From the data below, tally each line that has "trim" in it, then give that tally without comment.

*** Opening of Information provided ***

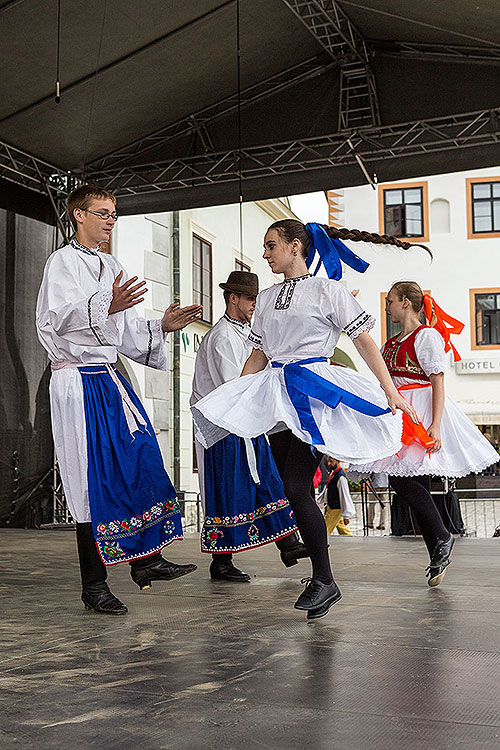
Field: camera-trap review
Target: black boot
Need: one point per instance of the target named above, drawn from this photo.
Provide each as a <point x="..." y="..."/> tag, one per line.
<point x="98" y="597"/>
<point x="222" y="569"/>
<point x="318" y="597"/>
<point x="95" y="592"/>
<point x="291" y="549"/>
<point x="156" y="568"/>
<point x="440" y="560"/>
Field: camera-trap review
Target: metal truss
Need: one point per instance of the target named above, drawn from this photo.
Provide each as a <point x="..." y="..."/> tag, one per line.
<point x="329" y="151"/>
<point x="439" y="52"/>
<point x="336" y="33"/>
<point x="198" y="122"/>
<point x="25" y="169"/>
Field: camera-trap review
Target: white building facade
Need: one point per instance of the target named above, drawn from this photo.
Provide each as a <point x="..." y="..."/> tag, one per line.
<point x="458" y="217"/>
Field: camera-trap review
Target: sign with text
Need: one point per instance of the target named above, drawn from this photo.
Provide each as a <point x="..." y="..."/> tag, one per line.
<point x="478" y="366"/>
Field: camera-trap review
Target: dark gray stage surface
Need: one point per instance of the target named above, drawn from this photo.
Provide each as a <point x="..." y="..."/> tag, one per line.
<point x="208" y="665"/>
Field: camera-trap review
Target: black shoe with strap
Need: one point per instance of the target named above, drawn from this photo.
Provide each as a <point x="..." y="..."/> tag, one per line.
<point x="156" y="568"/>
<point x="440" y="560"/>
<point x="318" y="596"/>
<point x="226" y="571"/>
<point x="98" y="597"/>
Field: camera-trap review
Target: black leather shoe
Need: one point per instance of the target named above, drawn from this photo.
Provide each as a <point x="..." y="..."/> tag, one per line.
<point x="318" y="594"/>
<point x="439" y="561"/>
<point x="98" y="597"/>
<point x="291" y="555"/>
<point x="159" y="570"/>
<point x="226" y="571"/>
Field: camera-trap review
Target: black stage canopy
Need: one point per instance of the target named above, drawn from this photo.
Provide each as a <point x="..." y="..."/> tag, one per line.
<point x="151" y="106"/>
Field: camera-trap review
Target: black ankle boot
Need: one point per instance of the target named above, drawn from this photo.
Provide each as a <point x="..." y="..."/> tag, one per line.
<point x="226" y="571"/>
<point x="156" y="568"/>
<point x="291" y="549"/>
<point x="318" y="596"/>
<point x="440" y="560"/>
<point x="98" y="597"/>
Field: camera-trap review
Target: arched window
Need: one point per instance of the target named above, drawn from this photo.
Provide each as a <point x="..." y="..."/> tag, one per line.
<point x="440" y="216"/>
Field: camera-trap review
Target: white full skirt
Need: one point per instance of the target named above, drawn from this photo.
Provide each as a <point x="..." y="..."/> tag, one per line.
<point x="257" y="404"/>
<point x="464" y="449"/>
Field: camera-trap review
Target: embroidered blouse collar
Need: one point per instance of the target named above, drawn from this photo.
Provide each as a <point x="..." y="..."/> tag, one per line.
<point x="297" y="278"/>
<point x="88" y="250"/>
<point x="235" y="322"/>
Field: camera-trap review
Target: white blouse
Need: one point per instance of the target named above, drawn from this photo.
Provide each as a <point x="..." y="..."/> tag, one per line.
<point x="304" y="317"/>
<point x="429" y="348"/>
<point x="221" y="356"/>
<point x="72" y="317"/>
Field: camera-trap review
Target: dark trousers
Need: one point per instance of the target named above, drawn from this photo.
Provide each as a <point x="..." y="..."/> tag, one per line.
<point x="416" y="492"/>
<point x="285" y="543"/>
<point x="297" y="466"/>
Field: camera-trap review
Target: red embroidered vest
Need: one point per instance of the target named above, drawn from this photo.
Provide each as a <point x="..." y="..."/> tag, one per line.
<point x="401" y="359"/>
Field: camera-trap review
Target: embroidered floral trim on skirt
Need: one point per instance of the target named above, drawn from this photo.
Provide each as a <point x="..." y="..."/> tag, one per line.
<point x="132" y="500"/>
<point x="241" y="514"/>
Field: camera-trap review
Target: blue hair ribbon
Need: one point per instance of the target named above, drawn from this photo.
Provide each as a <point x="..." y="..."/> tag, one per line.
<point x="331" y="253"/>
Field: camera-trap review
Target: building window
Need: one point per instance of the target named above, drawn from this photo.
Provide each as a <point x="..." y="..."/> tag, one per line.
<point x="485" y="318"/>
<point x="404" y="212"/>
<point x="202" y="276"/>
<point x="483" y="207"/>
<point x="240" y="266"/>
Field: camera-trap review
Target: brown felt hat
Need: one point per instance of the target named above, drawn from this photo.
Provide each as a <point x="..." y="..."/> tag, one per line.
<point x="242" y="282"/>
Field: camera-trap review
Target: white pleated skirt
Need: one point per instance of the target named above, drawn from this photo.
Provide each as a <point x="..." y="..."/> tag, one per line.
<point x="253" y="405"/>
<point x="464" y="449"/>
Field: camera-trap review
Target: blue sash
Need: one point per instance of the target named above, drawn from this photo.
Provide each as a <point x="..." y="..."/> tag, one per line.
<point x="302" y="384"/>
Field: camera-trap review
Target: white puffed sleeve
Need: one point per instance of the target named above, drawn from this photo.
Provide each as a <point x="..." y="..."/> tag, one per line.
<point x="255" y="335"/>
<point x="429" y="348"/>
<point x="65" y="309"/>
<point x="345" y="312"/>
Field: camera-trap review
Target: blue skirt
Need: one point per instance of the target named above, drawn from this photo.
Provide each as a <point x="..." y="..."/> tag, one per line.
<point x="132" y="500"/>
<point x="239" y="513"/>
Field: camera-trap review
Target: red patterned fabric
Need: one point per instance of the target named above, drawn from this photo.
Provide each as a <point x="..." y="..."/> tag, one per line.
<point x="401" y="359"/>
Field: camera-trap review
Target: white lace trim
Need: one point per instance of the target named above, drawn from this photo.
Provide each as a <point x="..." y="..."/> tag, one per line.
<point x="158" y="344"/>
<point x="434" y="370"/>
<point x="364" y="322"/>
<point x="97" y="310"/>
<point x="255" y="340"/>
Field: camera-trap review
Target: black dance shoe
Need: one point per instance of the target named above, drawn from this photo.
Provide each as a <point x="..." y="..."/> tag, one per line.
<point x="159" y="570"/>
<point x="98" y="597"/>
<point x="439" y="561"/>
<point x="318" y="595"/>
<point x="226" y="571"/>
<point x="291" y="555"/>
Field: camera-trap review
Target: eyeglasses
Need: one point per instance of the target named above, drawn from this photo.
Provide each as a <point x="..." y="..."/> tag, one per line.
<point x="104" y="215"/>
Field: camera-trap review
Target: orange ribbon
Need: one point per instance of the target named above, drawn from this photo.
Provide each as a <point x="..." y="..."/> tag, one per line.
<point x="445" y="324"/>
<point x="415" y="433"/>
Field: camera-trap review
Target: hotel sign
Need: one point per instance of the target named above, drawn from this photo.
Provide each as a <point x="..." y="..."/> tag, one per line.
<point x="477" y="366"/>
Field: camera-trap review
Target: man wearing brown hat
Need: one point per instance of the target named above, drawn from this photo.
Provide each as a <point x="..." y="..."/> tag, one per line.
<point x="241" y="490"/>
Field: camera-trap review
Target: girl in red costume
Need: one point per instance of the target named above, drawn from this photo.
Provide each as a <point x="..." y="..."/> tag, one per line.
<point x="450" y="445"/>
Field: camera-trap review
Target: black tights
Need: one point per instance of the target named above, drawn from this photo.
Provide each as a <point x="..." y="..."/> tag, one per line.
<point x="297" y="466"/>
<point x="416" y="491"/>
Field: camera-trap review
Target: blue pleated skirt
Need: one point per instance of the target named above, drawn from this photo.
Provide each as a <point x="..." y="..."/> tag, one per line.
<point x="132" y="500"/>
<point x="241" y="514"/>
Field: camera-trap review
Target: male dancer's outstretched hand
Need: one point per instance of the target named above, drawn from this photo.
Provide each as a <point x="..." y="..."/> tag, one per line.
<point x="126" y="295"/>
<point x="176" y="317"/>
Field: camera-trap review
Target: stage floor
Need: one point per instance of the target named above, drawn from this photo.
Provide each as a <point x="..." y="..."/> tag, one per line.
<point x="197" y="665"/>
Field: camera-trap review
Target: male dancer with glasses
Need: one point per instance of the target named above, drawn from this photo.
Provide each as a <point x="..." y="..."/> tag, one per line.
<point x="113" y="476"/>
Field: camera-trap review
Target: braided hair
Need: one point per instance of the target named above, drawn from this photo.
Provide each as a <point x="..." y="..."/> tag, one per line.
<point x="290" y="229"/>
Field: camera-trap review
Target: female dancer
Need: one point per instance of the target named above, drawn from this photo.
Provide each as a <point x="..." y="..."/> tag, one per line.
<point x="300" y="398"/>
<point x="453" y="446"/>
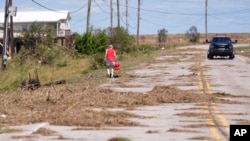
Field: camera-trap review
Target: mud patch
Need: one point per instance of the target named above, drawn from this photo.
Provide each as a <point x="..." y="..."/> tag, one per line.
<point x="74" y="105"/>
<point x="181" y="130"/>
<point x="202" y="138"/>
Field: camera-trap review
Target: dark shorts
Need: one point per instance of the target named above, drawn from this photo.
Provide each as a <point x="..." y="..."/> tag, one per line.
<point x="109" y="64"/>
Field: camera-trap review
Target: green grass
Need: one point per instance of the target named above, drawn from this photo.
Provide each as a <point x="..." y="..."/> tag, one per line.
<point x="73" y="70"/>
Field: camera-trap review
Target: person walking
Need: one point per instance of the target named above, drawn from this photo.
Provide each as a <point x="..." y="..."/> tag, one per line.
<point x="110" y="57"/>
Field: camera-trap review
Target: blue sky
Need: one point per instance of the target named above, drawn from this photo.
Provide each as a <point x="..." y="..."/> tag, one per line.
<point x="177" y="16"/>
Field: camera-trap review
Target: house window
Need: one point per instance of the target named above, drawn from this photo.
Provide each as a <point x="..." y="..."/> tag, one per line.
<point x="24" y="27"/>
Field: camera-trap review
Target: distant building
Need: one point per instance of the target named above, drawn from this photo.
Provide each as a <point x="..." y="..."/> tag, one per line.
<point x="59" y="21"/>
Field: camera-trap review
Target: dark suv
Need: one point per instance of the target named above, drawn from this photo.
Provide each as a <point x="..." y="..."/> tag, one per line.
<point x="221" y="46"/>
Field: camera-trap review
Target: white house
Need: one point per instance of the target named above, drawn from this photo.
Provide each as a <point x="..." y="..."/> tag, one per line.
<point x="59" y="20"/>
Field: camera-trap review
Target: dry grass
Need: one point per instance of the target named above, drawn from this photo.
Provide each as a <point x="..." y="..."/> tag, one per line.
<point x="75" y="105"/>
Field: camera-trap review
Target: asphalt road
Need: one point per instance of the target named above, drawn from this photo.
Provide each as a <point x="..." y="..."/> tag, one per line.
<point x="206" y="121"/>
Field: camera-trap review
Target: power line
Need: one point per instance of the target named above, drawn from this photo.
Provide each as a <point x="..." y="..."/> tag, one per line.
<point x="101" y="8"/>
<point x="50" y="9"/>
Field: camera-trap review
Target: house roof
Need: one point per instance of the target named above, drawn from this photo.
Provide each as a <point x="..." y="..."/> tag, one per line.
<point x="37" y="16"/>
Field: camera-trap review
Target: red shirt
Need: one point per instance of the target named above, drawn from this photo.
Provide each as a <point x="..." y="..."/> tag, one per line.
<point x="110" y="54"/>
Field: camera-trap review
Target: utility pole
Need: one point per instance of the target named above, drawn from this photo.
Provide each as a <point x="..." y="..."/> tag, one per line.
<point x="11" y="35"/>
<point x="206" y="17"/>
<point x="127" y="15"/>
<point x="111" y="15"/>
<point x="88" y="16"/>
<point x="118" y="14"/>
<point x="138" y="22"/>
<point x="5" y="35"/>
<point x="10" y="11"/>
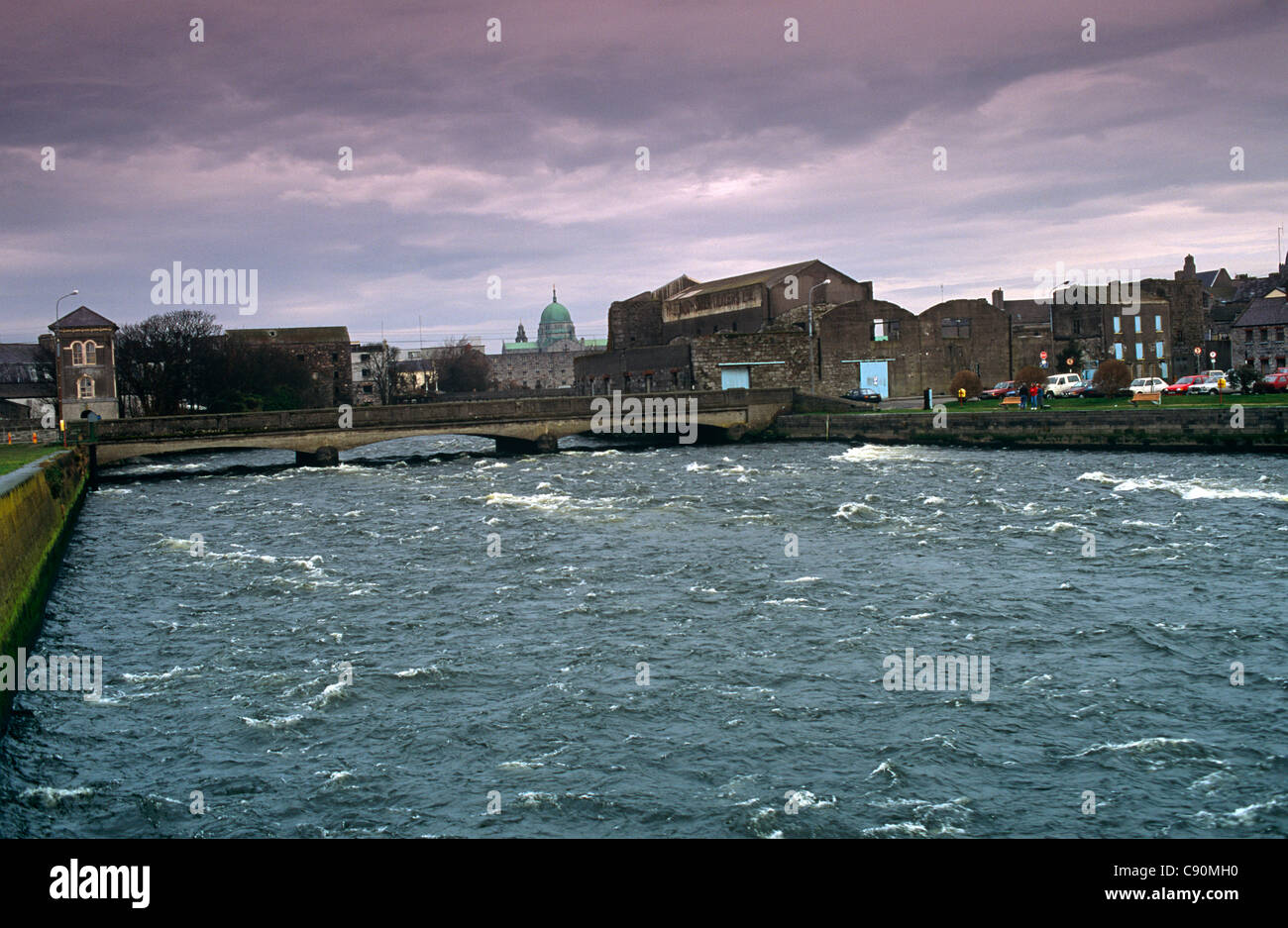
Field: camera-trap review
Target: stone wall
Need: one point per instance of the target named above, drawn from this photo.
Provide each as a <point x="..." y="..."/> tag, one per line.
<point x="777" y="360"/>
<point x="38" y="508"/>
<point x="1265" y="429"/>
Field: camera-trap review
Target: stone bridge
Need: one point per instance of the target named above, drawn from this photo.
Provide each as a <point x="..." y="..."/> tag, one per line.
<point x="317" y="437"/>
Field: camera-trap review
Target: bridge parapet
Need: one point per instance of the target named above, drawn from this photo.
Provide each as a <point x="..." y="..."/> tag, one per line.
<point x="411" y="416"/>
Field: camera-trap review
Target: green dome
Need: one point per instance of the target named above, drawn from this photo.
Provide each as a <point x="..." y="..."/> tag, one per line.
<point x="555" y="312"/>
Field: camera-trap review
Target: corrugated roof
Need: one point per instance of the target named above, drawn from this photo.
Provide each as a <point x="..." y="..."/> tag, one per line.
<point x="1265" y="312"/>
<point x="304" y="335"/>
<point x="84" y="317"/>
<point x="18" y="353"/>
<point x="743" y="279"/>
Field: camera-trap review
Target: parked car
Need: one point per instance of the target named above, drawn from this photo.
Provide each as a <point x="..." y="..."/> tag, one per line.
<point x="1094" y="391"/>
<point x="1209" y="385"/>
<point x="1271" y="382"/>
<point x="1146" y="385"/>
<point x="1060" y="383"/>
<point x="1183" y="383"/>
<point x="863" y="395"/>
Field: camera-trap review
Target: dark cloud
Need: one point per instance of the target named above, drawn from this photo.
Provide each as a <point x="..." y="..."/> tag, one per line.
<point x="519" y="158"/>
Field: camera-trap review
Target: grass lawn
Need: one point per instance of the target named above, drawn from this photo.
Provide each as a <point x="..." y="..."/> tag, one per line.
<point x="14" y="456"/>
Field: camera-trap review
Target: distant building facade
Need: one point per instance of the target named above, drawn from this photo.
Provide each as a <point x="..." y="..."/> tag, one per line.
<point x="548" y="361"/>
<point x="84" y="347"/>
<point x="325" y="351"/>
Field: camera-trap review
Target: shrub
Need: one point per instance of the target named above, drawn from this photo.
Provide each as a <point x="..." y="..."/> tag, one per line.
<point x="967" y="381"/>
<point x="1030" y="373"/>
<point x="1112" y="376"/>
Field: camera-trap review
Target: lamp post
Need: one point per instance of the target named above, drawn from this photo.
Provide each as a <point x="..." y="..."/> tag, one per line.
<point x="810" y="305"/>
<point x="58" y="357"/>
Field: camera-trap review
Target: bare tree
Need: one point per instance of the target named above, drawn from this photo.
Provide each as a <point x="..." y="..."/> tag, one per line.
<point x="462" y="367"/>
<point x="167" y="361"/>
<point x="384" y="374"/>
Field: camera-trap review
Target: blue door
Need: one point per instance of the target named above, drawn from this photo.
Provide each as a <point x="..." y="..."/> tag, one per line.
<point x="872" y="374"/>
<point x="734" y="378"/>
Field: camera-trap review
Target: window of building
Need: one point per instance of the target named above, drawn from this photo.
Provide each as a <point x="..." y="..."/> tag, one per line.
<point x="954" y="329"/>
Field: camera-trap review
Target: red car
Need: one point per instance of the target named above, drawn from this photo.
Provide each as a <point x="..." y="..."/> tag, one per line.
<point x="1183" y="385"/>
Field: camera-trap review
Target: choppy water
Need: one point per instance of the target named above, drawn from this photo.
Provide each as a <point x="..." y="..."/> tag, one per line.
<point x="518" y="673"/>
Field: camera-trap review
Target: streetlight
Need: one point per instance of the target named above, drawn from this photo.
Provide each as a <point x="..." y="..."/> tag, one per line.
<point x="810" y="301"/>
<point x="58" y="356"/>
<point x="59" y="300"/>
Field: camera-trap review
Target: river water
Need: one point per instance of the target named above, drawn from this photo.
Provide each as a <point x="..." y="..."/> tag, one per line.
<point x="642" y="656"/>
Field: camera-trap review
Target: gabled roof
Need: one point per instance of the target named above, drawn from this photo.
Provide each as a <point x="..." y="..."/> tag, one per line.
<point x="1269" y="310"/>
<point x="763" y="277"/>
<point x="82" y="317"/>
<point x="305" y="335"/>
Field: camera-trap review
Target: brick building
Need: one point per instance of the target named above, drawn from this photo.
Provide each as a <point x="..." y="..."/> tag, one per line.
<point x="325" y="351"/>
<point x="1258" y="334"/>
<point x="84" y="344"/>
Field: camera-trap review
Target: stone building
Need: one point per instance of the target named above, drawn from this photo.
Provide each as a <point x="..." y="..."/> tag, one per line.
<point x="1257" y="336"/>
<point x="325" y="351"/>
<point x="84" y="344"/>
<point x="546" y="363"/>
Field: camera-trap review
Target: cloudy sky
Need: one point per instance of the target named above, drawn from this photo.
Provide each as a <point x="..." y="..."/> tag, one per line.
<point x="518" y="158"/>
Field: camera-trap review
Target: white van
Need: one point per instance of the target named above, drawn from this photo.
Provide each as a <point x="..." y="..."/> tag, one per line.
<point x="1061" y="383"/>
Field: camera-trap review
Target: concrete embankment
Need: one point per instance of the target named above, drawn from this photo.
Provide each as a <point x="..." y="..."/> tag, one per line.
<point x="38" y="508"/>
<point x="1218" y="429"/>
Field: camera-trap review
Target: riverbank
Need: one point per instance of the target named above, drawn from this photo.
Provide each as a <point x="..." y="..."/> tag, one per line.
<point x="39" y="502"/>
<point x="1244" y="428"/>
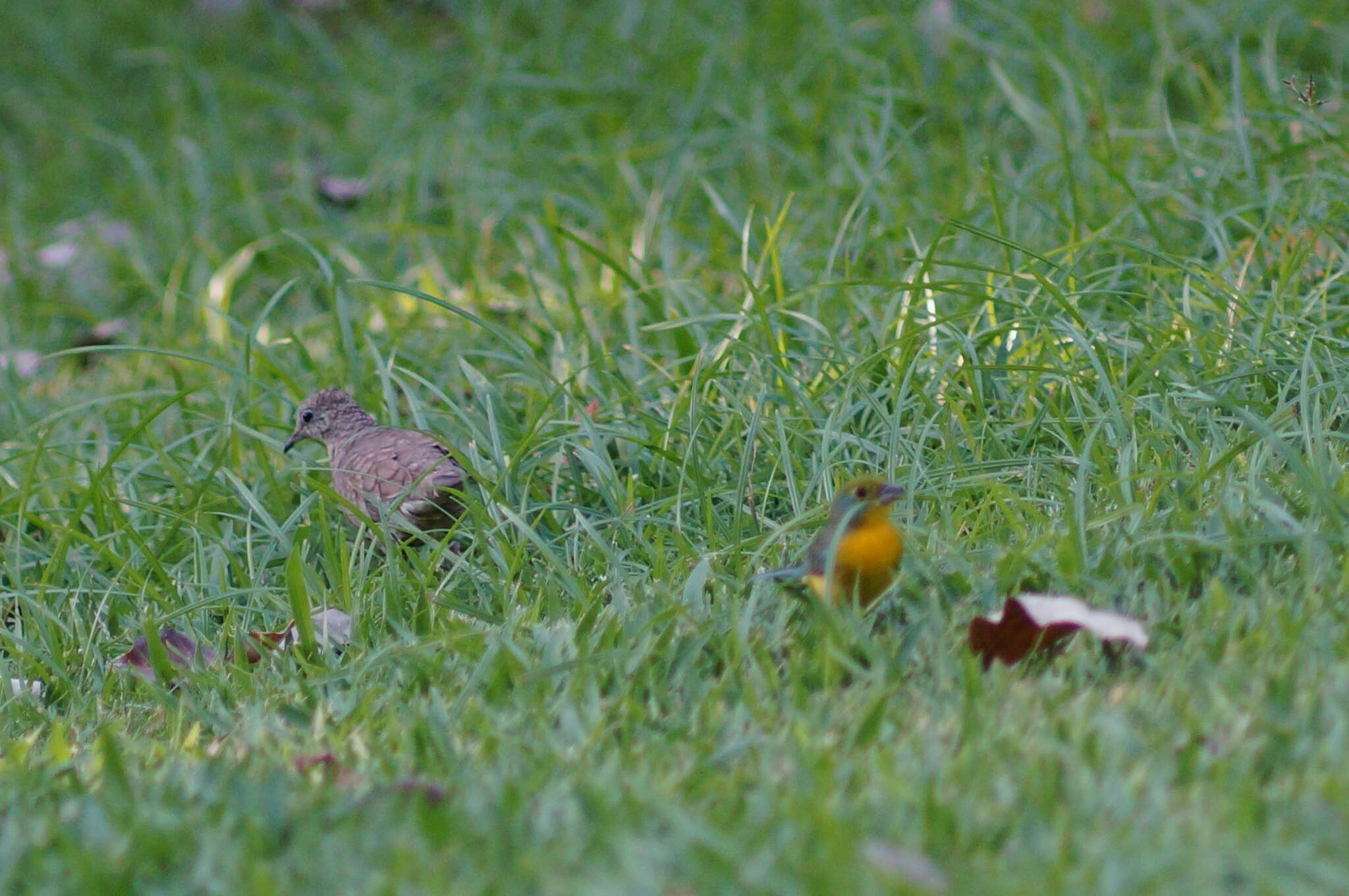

*** Close of Information provided ***

# [Task output]
2